So in June 1853 SS arrives in Victoria on his own and makes his way to Ballarat after disentangling himself from the shipwreck. Not digging for gold but buying a block of land in the booming township of Ballarat, across the road from the famous Montezuma Hotel. SS did not stay long in Ballarat and went back to England, but we have no record of the return trip. We do know that he started a boot manufacturing business in Crediton, Devon, which is about 65 kilometres from Calstock, Gunnislake and Plymouth.
The Don, originally from a farm just outside Truro in southern Cornwall, had 6 sons and 3 daughters and had spent some years as a mining captain in a place called Gongo Socco, in Brazil in the 1830’s. Two of his children were left in Truro with their grandmother, two went to Brazil with the Don and two more children were born in Gongo Socco. The oldest boy, David was a schoolmate of the son of the Emperor of Brazil. The Don had encouraged his sons to study metallurgy & retail business and in the 1840’s three of them, David, William Samuel Rawling and Josiah travelled to America; to Wisconsin at the edge of the Great Lakes and began mining for lead at a town called Dubuque. The eldest son, David Hambly, who was married and had his own children, was shown some gold bearing ore in 1850 from California, so he and four friends travelled across America on horseback to see first-hand what opportunities might exist for them. Satisfied that the ore was of high grade and that this was going to be a Gold Rush, they returned to Wisconsin, sold everything and arranged a wagon train to make the long trek back across America to California. The youngest of The Don’s sons, Josiah, died on the trek, probably from cholera, at the young age of 19.
The second son, William Samuel Rawlings Hambly (we’ll call him WSR), went ahead of the wagon train by boat, sailing down the east coast of America to Nicaragua, crossing by land and lake to the west coast and sailing up past Mexico to San Francisco where he was to meet up with his brothers and their wagon train. Unfortunately, the ship he was on sank off Acapulco and it took him months to find passage on another ship. He was found as a stowaway on one occasion and thrown overboard. When he eventually got to San Francisco he started selling beer until his brothers arrived. Together they worked the claims that David had made in Plumas County but WSR then received a message from The Don that Ballarat, Victoria was the “next big thing”, and he should leave David to establish himself in California and get down to Australia as quickly as possible. WSR found and boarded a small Italian sailing ship, the “Destruzione” which was travelling to Sydney via Tahiti. WSR landed in Sydney in August 1853 and headed straight for the Victorian Gold Fields, participating in gold finds at places called Creswick and Fiery Point. WSR felt that by 1854 the gold that was on the surface had been mostly found and that hard quartz crushing was the next phase; something that he didn’t want to be part of. In short, he felt that chasing gold was a mug’s game.

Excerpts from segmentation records

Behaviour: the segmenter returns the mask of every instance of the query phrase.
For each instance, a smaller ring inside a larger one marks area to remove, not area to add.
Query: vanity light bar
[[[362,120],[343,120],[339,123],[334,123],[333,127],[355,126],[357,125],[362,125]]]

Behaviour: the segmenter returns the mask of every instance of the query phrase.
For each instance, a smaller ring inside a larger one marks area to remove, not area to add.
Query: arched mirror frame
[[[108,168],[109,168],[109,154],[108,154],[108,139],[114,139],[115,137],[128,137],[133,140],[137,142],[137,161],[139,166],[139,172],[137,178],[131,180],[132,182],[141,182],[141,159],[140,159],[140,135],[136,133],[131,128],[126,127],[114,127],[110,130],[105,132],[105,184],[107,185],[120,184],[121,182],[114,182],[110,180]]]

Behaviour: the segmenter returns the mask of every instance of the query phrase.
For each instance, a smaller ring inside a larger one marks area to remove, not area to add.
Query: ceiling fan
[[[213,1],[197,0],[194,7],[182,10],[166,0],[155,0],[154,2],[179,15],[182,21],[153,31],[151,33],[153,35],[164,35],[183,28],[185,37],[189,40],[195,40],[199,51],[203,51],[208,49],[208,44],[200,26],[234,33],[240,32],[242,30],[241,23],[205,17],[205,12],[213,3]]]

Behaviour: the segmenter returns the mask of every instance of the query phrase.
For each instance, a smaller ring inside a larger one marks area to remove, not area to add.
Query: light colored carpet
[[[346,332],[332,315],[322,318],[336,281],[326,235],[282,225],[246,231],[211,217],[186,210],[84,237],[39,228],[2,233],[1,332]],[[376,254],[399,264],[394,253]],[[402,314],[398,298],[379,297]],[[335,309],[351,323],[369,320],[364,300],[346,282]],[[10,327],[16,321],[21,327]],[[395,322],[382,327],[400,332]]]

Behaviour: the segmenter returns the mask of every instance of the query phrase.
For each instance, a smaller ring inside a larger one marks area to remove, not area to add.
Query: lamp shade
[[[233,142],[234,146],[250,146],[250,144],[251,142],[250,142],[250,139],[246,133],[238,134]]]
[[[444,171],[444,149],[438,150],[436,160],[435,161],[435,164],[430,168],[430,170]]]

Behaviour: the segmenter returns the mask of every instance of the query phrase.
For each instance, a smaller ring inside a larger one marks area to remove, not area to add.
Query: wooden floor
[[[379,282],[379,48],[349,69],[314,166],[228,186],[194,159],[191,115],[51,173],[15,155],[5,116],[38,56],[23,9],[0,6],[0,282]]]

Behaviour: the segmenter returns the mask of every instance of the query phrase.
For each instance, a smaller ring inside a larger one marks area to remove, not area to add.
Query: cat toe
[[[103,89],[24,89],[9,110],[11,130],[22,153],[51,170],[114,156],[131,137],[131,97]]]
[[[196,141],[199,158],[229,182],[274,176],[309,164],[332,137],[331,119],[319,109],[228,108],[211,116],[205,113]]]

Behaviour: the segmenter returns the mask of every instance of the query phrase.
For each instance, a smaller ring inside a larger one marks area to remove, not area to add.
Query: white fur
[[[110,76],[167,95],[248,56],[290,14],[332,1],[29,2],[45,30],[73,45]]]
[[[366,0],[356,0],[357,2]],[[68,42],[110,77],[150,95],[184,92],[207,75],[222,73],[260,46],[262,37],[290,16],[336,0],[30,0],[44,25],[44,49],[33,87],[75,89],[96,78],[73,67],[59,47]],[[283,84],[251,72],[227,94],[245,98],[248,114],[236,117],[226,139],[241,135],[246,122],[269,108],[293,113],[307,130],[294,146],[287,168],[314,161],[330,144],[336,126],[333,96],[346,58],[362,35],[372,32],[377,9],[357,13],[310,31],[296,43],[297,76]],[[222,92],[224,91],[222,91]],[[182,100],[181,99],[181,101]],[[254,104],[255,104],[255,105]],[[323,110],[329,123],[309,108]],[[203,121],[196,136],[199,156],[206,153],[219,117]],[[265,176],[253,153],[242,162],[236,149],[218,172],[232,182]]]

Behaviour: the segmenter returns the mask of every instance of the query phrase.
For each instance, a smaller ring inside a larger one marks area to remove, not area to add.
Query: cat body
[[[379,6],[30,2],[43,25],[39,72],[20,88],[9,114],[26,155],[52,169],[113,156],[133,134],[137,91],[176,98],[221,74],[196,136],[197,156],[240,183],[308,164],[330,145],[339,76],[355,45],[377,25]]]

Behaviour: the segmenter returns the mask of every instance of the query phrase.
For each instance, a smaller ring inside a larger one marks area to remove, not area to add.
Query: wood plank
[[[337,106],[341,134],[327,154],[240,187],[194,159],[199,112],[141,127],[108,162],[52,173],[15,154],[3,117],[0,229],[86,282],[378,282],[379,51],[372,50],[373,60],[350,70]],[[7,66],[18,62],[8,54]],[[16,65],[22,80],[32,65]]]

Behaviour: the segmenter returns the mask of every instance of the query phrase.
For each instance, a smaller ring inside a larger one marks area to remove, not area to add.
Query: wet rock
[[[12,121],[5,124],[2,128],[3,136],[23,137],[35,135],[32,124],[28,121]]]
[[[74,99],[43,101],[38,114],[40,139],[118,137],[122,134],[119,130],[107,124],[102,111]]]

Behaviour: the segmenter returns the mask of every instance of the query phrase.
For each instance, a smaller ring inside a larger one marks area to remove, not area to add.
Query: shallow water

Stated exercise A »
In the Hambly family history, what was the name of the Italian sailing ship WSR boarded for Sydney?
Stated exercise B »
Continue the Hambly family history from the point where it stops.
The records stand apart from the Hambly family history as separate material.

Final answer A »
The "Destruzione."

Final answer B »
1854 saw another family land in the Victorian Colony and make their way to Ballarat. We have no record of their ship or exact arrival date; but by early 1855 James Taprell Gimblett, the builder from Calstock was in Ballarat and had constructed and opened a shop, opposite the Montezuma Hotel, selling English made boots for miners. The Don put WSR and James Taprell Gimblett in touch with each other; the footwear manufacturing that SS set up in Crediton was expanding, WSR was looking for a business opportunity as he’d met by this stage, one of Lucy’s daughters – 16-year-old Susannah Netherton and was ready to settle down to the family and business life in Ballarat which was now recognised as a real boom town. They were married in November 1855 in Collingwood, Melbourne. And yes, as we saw at the beginning of this story, theirs was the house that the Welsh Reverend married Susannah’s younger sister Ellen!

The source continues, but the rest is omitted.